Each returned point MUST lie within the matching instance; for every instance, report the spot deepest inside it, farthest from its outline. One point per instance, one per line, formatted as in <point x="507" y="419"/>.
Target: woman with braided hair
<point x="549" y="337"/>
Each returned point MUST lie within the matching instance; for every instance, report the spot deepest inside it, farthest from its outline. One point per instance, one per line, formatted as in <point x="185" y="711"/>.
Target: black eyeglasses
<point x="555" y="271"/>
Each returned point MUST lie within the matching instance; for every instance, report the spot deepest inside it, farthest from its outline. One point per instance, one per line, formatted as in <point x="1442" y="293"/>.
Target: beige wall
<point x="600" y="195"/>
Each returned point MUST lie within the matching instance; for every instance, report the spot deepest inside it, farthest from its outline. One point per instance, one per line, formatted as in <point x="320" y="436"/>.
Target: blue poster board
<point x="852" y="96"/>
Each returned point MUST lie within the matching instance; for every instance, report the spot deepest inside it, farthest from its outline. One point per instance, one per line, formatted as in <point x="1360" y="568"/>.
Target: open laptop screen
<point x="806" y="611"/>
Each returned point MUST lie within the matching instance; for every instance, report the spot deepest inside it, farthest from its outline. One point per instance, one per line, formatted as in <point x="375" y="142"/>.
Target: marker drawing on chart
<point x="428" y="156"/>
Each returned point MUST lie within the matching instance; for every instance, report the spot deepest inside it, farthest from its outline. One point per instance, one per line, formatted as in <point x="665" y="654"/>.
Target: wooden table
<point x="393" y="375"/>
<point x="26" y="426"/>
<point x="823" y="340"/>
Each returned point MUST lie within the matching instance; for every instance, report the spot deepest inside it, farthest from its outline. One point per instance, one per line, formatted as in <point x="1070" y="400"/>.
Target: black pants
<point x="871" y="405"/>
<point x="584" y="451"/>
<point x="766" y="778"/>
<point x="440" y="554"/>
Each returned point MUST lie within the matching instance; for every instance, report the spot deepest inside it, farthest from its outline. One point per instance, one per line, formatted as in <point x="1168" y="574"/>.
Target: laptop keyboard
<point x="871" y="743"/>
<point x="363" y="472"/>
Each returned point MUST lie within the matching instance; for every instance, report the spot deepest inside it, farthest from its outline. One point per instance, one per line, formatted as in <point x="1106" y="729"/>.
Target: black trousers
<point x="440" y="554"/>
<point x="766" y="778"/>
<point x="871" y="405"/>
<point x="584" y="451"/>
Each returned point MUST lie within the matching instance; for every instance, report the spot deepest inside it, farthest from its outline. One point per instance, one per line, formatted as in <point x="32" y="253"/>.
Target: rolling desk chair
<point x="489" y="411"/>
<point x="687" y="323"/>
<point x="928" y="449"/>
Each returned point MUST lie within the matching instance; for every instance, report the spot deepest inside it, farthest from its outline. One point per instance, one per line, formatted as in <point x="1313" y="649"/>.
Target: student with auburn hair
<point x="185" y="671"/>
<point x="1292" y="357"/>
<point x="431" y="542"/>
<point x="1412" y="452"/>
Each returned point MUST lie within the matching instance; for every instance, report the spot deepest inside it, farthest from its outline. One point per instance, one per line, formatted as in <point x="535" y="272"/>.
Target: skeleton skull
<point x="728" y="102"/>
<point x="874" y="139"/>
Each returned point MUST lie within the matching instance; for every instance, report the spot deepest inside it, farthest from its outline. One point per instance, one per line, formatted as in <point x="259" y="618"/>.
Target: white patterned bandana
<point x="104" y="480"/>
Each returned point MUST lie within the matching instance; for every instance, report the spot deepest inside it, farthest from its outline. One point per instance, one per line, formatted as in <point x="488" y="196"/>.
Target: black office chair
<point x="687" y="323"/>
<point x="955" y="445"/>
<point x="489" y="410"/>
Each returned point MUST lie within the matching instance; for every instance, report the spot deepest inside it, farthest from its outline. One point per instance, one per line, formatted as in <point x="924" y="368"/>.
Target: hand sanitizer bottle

::::

* What is asked
Pick out and copy each line of the rows above that contains the word "black".

* Correct response
Target: black eyeglasses
Target: black pants
Target: black trousers
Target: black office chair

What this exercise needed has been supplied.